JOB — Extract the lines below word for word, leaving the pictures out of your answer.

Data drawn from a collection
======
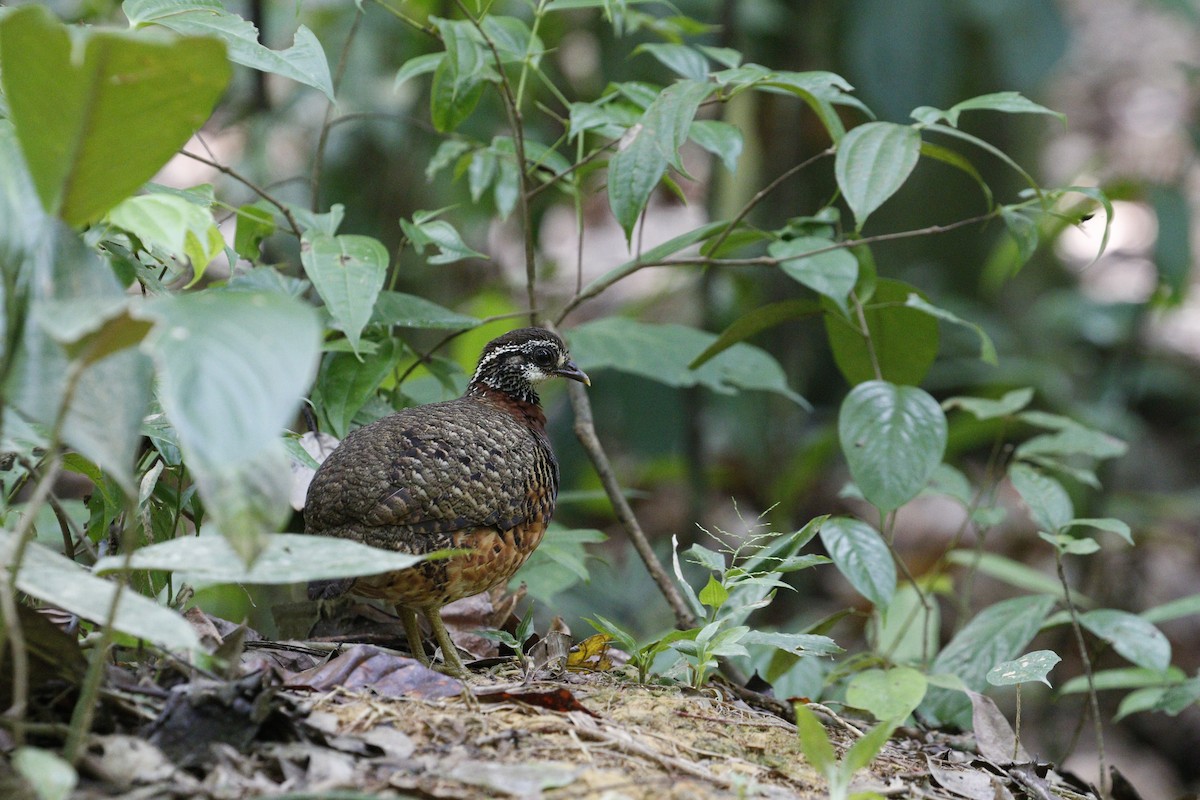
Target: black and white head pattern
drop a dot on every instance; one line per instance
(519, 360)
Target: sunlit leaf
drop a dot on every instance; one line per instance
(873, 162)
(893, 438)
(859, 553)
(1032, 666)
(97, 121)
(59, 581)
(304, 61)
(348, 272)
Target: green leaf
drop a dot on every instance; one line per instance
(755, 322)
(52, 777)
(996, 633)
(713, 594)
(681, 59)
(347, 382)
(233, 367)
(61, 582)
(255, 224)
(798, 644)
(1014, 573)
(1186, 606)
(285, 558)
(987, 349)
(831, 272)
(1025, 235)
(424, 230)
(348, 272)
(1131, 636)
(649, 146)
(887, 693)
(1071, 545)
(1073, 440)
(96, 121)
(1123, 678)
(652, 256)
(1032, 666)
(989, 409)
(859, 553)
(304, 61)
(989, 148)
(559, 563)
(814, 740)
(401, 310)
(1107, 523)
(904, 340)
(173, 226)
(873, 162)
(1009, 102)
(864, 751)
(460, 77)
(417, 66)
(1048, 501)
(78, 312)
(661, 353)
(721, 139)
(893, 438)
(954, 158)
(906, 631)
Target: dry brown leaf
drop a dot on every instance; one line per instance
(365, 666)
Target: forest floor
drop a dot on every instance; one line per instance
(340, 722)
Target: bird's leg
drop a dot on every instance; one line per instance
(449, 651)
(413, 631)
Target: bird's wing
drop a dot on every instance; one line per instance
(433, 473)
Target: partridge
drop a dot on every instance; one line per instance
(474, 474)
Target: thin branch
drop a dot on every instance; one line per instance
(513, 107)
(586, 432)
(603, 283)
(327, 125)
(449, 337)
(762, 193)
(1086, 661)
(13, 635)
(253, 187)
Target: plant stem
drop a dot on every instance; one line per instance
(318, 162)
(1086, 661)
(253, 187)
(586, 432)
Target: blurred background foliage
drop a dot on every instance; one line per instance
(1113, 342)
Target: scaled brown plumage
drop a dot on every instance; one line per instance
(474, 473)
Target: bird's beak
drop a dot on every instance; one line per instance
(570, 371)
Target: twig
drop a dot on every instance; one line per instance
(603, 283)
(513, 107)
(89, 691)
(327, 125)
(1086, 661)
(12, 633)
(762, 193)
(586, 432)
(449, 337)
(253, 187)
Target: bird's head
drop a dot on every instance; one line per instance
(515, 362)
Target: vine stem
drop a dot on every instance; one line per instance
(513, 106)
(253, 187)
(13, 636)
(586, 432)
(328, 124)
(603, 283)
(1093, 698)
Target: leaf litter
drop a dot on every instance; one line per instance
(327, 720)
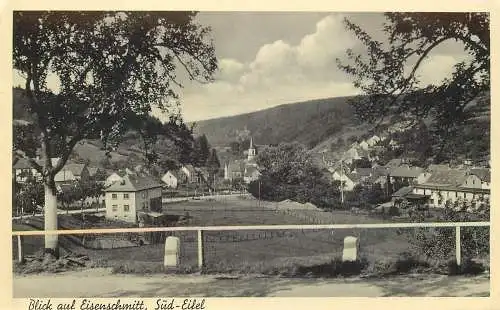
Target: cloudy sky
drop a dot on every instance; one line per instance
(267, 59)
(272, 58)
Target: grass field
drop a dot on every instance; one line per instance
(246, 251)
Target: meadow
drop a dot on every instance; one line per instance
(243, 251)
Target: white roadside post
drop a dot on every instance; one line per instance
(20, 255)
(458, 246)
(172, 251)
(350, 252)
(201, 260)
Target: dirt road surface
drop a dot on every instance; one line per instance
(101, 283)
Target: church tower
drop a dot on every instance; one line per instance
(251, 151)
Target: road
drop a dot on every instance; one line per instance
(101, 283)
(164, 200)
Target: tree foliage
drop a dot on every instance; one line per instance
(213, 164)
(28, 196)
(391, 87)
(112, 69)
(287, 171)
(111, 66)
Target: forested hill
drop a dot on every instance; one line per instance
(308, 122)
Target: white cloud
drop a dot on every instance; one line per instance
(436, 68)
(280, 73)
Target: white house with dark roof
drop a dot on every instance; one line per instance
(373, 140)
(478, 178)
(130, 195)
(171, 178)
(451, 185)
(71, 173)
(364, 145)
(405, 174)
(23, 169)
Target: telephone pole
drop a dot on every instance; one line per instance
(259, 193)
(341, 182)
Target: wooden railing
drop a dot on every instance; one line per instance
(201, 229)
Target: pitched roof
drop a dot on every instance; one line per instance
(92, 170)
(406, 172)
(133, 183)
(23, 163)
(482, 173)
(250, 170)
(175, 173)
(353, 177)
(76, 169)
(393, 163)
(381, 171)
(403, 191)
(434, 167)
(448, 177)
(366, 172)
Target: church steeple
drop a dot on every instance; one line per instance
(251, 150)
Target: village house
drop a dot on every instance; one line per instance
(190, 172)
(351, 155)
(364, 145)
(347, 180)
(423, 177)
(71, 173)
(251, 174)
(130, 195)
(394, 163)
(245, 169)
(23, 169)
(171, 178)
(363, 173)
(373, 140)
(451, 185)
(478, 178)
(405, 174)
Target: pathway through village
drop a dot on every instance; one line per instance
(101, 283)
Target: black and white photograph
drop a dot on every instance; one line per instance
(249, 154)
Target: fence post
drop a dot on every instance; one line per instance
(458, 253)
(20, 257)
(201, 261)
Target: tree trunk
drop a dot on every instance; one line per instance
(50, 215)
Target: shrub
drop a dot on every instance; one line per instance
======
EXERCISE ANSWER —
Target: black and white head pattern
drop a dot on every instance; one line per instance
(519, 360)
Target: sunlit leaf
drop a dot on every instance; one line per instance
(873, 162)
(893, 438)
(859, 553)
(1032, 666)
(97, 121)
(59, 581)
(304, 61)
(348, 272)
Target: green leaf
drop a dot on every instance; one line per instance
(755, 322)
(52, 777)
(996, 633)
(713, 594)
(681, 59)
(347, 382)
(233, 367)
(61, 582)
(255, 224)
(798, 644)
(1014, 573)
(1186, 606)
(285, 558)
(987, 349)
(831, 272)
(1025, 235)
(424, 230)
(348, 272)
(1131, 636)
(649, 146)
(887, 693)
(1071, 545)
(1073, 440)
(96, 121)
(1123, 678)
(652, 256)
(1032, 666)
(989, 409)
(859, 553)
(304, 61)
(989, 148)
(559, 563)
(814, 740)
(401, 310)
(1107, 523)
(904, 340)
(173, 226)
(873, 162)
(1009, 102)
(864, 751)
(460, 77)
(417, 66)
(1048, 501)
(78, 312)
(661, 353)
(721, 139)
(893, 438)
(954, 158)
(906, 631)
Target: dry brown leaf
drop a dot on every instance; one line per instance
(365, 666)
Target: forest floor
drop a dot on every instance; one line per instance
(340, 722)
Target: bird's leg
drop a dot on every instance; one line per instance
(449, 651)
(413, 631)
Target: bird's wing
drop a dot on every instance; one line per instance
(433, 473)
Target: partridge
drop a dot on every instance; one line per instance
(474, 474)
Target: thin branch
drop a dot on every instance; one line per instance
(513, 107)
(586, 432)
(603, 283)
(327, 125)
(449, 337)
(762, 193)
(1086, 661)
(13, 635)
(253, 187)
Target: plant stem
drop a dot on every instance; one line per instance
(318, 162)
(1086, 661)
(253, 187)
(586, 432)
Target: blurred background foliage
drop a dot on every instance; one line per instance
(1113, 342)
Target: scaled brown plumage
drop a dot on every instance; one line per instance
(474, 473)
Target: bird's beak
drop a dot on every instance; one line per instance
(570, 371)
Target: twig
drop a dot on every instance; one line per instance
(603, 283)
(513, 107)
(89, 691)
(327, 125)
(1086, 661)
(12, 633)
(762, 193)
(586, 432)
(449, 337)
(253, 187)
Target: bird's head
drop a dot on every instance; one line per instance
(515, 362)
Target: vine stem
drop a dot on every instance; one line per instance
(513, 106)
(253, 187)
(13, 636)
(586, 432)
(328, 124)
(603, 283)
(1093, 698)
Target: leaf litter
drop a dot on every instance; one line per instance
(327, 720)
Target: cloudy sky
drop a dot on every instance; one line per instance
(267, 59)
(272, 58)
Target: grass field
drop a dot on every instance; one line per instance
(246, 251)
Target: meadow
drop a dot on every instance; one line per instance
(243, 251)
Target: white roadside post
drop a dot on every instance; one line per instance
(20, 255)
(458, 246)
(172, 251)
(350, 252)
(201, 260)
Target: dirt road surface
drop a dot on every instance; one line per instance
(101, 283)
Target: church tower
drop a dot on every instance; one line per instance
(251, 151)
Target: road
drop a dot on every instance; one line per instance
(101, 283)
(164, 200)
Target: tree foliage
drop a dot on every instance; one line per instance
(213, 164)
(28, 196)
(391, 87)
(112, 69)
(287, 171)
(111, 66)
Target: forested hill
drop a dot on every instance; one line per instance
(308, 122)
Target: white cloud
drop a dot on every instance; one line per instance
(436, 68)
(280, 73)
Target: white house with dark roof
drop a dot on every instance; one line per instance
(373, 140)
(478, 178)
(130, 195)
(171, 178)
(451, 185)
(71, 173)
(364, 145)
(405, 174)
(23, 169)
Target: telephone pole
drop a dot on every instance; one line per instance
(259, 193)
(341, 182)
Target: wooden railing
drop a dot on every instance; one line per instance
(201, 229)
Target: pitched roof
drop a dot on every instance; one line per instance
(92, 170)
(406, 172)
(133, 183)
(23, 163)
(482, 173)
(250, 170)
(175, 173)
(353, 177)
(76, 169)
(393, 163)
(381, 171)
(403, 191)
(434, 167)
(448, 177)
(366, 172)
Target: church steeple
drop a dot on every instance; one line per instance
(251, 150)
Target: village house
drop a dot on every instance; one line per instance
(190, 172)
(351, 155)
(364, 145)
(347, 180)
(423, 177)
(71, 173)
(251, 174)
(130, 195)
(394, 163)
(245, 169)
(23, 169)
(171, 178)
(363, 173)
(373, 140)
(451, 185)
(478, 178)
(405, 174)
Target: pathway through village
drop a dot on every instance; one line per instance
(101, 283)
Target: black and white photograph
drop a dot on every instance; one line per instance
(249, 154)
Target: fence post
drop a dot on every instance; one line per instance
(458, 253)
(20, 257)
(201, 261)
Target: tree trunk
drop a dot on every instance; one line per instance
(50, 215)
Target: shrub
drop a dot on every instance; one line per instance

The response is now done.